:: WHAT NEEDS TO BE DONE ::
Print the entries below word for word; the pictures stay out of your copy.

:: Collected data entries ::

########

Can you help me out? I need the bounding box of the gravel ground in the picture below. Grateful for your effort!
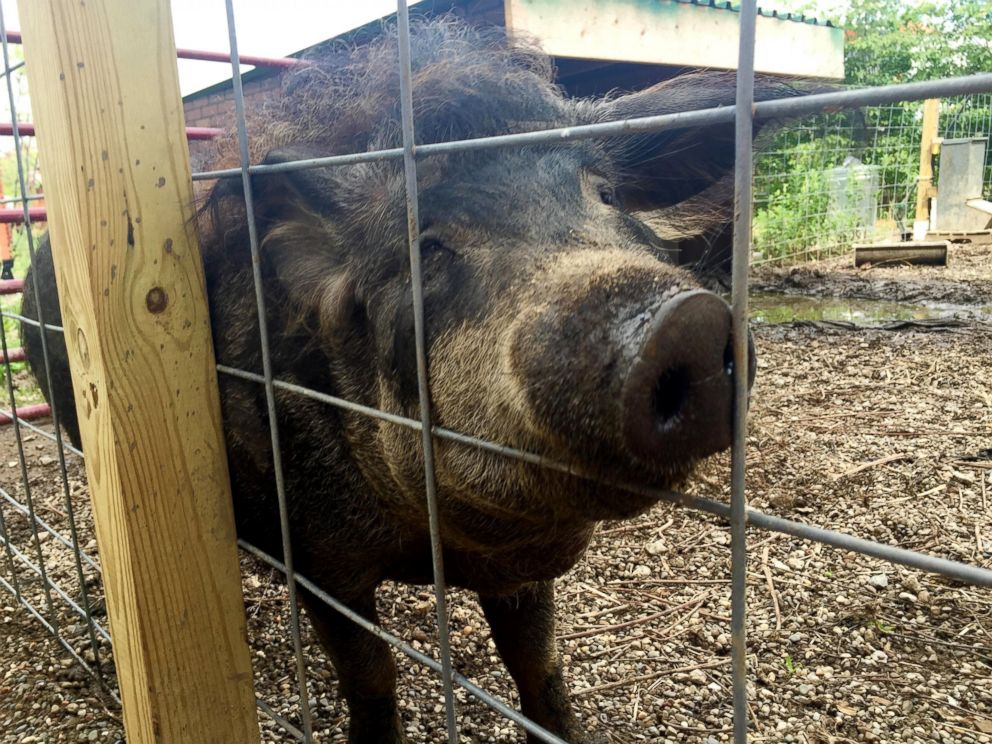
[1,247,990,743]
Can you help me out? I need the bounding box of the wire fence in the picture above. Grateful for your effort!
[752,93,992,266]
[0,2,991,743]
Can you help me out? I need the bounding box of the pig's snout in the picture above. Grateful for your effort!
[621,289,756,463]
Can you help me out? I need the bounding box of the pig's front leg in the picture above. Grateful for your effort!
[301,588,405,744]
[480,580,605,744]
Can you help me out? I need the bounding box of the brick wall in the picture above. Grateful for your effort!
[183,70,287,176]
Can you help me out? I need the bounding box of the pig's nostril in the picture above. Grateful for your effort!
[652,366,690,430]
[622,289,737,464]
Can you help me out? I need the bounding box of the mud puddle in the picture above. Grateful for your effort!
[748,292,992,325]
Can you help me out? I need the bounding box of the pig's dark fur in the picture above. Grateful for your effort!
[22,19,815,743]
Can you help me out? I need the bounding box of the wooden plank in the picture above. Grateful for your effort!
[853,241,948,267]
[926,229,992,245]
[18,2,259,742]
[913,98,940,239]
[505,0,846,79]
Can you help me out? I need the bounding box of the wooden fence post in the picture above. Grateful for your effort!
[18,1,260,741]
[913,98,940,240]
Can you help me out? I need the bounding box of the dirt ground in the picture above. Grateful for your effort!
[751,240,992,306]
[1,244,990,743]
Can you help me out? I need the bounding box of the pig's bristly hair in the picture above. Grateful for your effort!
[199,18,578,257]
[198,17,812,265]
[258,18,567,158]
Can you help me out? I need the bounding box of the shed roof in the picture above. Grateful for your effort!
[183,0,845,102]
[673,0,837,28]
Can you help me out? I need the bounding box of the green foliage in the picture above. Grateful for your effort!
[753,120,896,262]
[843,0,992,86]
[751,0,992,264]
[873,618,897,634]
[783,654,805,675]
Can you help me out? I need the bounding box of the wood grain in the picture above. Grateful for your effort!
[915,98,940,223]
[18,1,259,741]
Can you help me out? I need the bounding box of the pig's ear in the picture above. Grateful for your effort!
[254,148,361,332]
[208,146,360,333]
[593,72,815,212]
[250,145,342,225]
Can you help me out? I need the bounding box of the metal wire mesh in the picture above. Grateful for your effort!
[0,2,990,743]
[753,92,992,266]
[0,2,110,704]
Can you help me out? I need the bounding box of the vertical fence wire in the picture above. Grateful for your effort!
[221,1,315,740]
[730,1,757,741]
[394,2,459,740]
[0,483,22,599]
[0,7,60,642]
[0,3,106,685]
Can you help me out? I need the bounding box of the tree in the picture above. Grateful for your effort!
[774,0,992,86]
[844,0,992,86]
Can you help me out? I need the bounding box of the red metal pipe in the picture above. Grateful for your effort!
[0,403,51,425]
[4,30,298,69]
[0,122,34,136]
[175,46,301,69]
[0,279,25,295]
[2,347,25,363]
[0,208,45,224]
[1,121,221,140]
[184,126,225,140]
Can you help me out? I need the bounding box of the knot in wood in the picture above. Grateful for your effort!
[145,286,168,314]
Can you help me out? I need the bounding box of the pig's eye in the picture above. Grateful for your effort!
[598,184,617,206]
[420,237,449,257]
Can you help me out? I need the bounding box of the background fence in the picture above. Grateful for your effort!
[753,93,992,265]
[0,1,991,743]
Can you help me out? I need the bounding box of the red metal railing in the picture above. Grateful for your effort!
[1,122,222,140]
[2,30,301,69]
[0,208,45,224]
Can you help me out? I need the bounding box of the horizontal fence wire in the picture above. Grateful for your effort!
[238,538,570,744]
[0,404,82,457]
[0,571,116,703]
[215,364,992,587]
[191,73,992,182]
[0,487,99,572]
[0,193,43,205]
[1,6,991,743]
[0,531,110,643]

########

:: TASK RESULT ::
Can you help me out? I need the bounding box of the gravel ground in the picture below. Grateful for your effort!
[1,247,990,743]
Can you help me out? I need the bounding box of the wire fence in the picture above. Grateful for your effort!
[752,93,992,266]
[0,2,991,743]
Can you help me out? I need the bounding box of the pig's snout in the picture above. Grateful for your effort!
[621,289,756,463]
Can you help me out? I need the bounding box of the pig's front leg in the picture above. Grateful for your effort!
[301,588,405,744]
[480,580,605,744]
Can you help me out? I need the bounding box of the brick wall in the picture above. Grateful for your effort!
[183,70,287,176]
Can you help me out? I need the bounding box of the pig's nostril in the picture above. Grateful for your effort!
[652,366,690,430]
[622,289,737,464]
Can you help me out? I need the bounding box of the mud puddle in the picture above. Grateful for your effort!
[748,292,992,325]
Can you help me out? I need the bounding box of the pig's dark fur in the picture above. Grateful for your effort!
[22,19,815,743]
Can you help me out? I need the bounding box of the wooden plank in the picture above. Grateful for your effort!
[853,241,948,267]
[926,229,992,245]
[18,2,259,742]
[913,98,940,239]
[505,0,846,79]
Can you help me out? I need the bounding box of the wooden fence post in the picture above. Grateful for your effort!
[18,1,260,741]
[913,98,940,240]
Can you help me out? I need the bounding box of the dirt ground in the picture above. Grateful for your effort!
[751,240,992,306]
[1,244,990,743]
Can you help me out? I need the bounding box of the pig's bristly hair in the picture above. Grateful for your effort!
[199,18,578,257]
[198,17,812,265]
[258,18,567,158]
Can you help me out? I need the bounding box of the shed roof in the picture above. Grateful for your effort!
[183,0,845,102]
[673,0,837,28]
Can you help me out? I need the bounding box of the green foliage in the picture above. Grateful for your effort!
[753,120,896,262]
[843,0,992,86]
[751,0,992,264]
[873,618,897,634]
[783,654,805,675]
Can you help me out? I need the bounding box of the wood grain in the picture above. Grateful for your effort!
[915,98,940,223]
[18,1,259,741]
Can you help me out? I need the bounding box of the pig's ear in the picture above. Grateful for your effort!
[254,148,361,332]
[208,146,360,333]
[593,72,815,212]
[250,145,342,225]
Can you help me out? I need the bounding box of the metal wire mesh in the picture above. Grateful for your effort!
[0,2,990,743]
[753,92,992,266]
[0,2,110,704]
Can you help me out? I need the bounding box of the vertical fence wire in the picture above. Grateful for your effort!
[221,1,315,740]
[730,1,757,741]
[394,2,459,740]
[0,483,22,599]
[0,7,60,642]
[0,3,106,685]
Can you help me out? I need the bounding box of the tree in the picture above. Grateful for your effort!
[774,0,992,86]
[844,0,992,86]
Can you help me out? I need the bounding box of the red metal pipe in the picture above. Grateful for your effort!
[0,403,51,425]
[4,30,298,69]
[0,122,34,136]
[175,46,301,69]
[0,279,25,295]
[2,347,25,363]
[0,208,45,224]
[1,121,221,140]
[184,126,225,140]
Can you help me out? I need the bounding box of the knot in wood in the picture above. Grateful for your effort!
[145,286,168,314]
Can you help me out? I need the bounding box of the pig's eye in the picture above. Grateful for your effort!
[598,184,617,206]
[420,237,449,257]
Can you help me out? I need the bounding box of the background fence in the picture above. Grateful for your effort!
[753,93,992,265]
[0,1,991,743]
Can you help me out? I need the bounding box of the red metal railing in the picture above. Grateful for your effort!
[1,122,222,140]
[2,30,301,69]
[0,208,45,224]
Can you help me out? I need the bounding box of the horizontal fence wire in the picture above. Grateful for your effort!
[238,538,570,744]
[0,404,82,457]
[0,571,116,703]
[215,364,992,587]
[191,73,992,182]
[0,487,99,572]
[0,193,43,205]
[1,6,991,743]
[0,531,110,643]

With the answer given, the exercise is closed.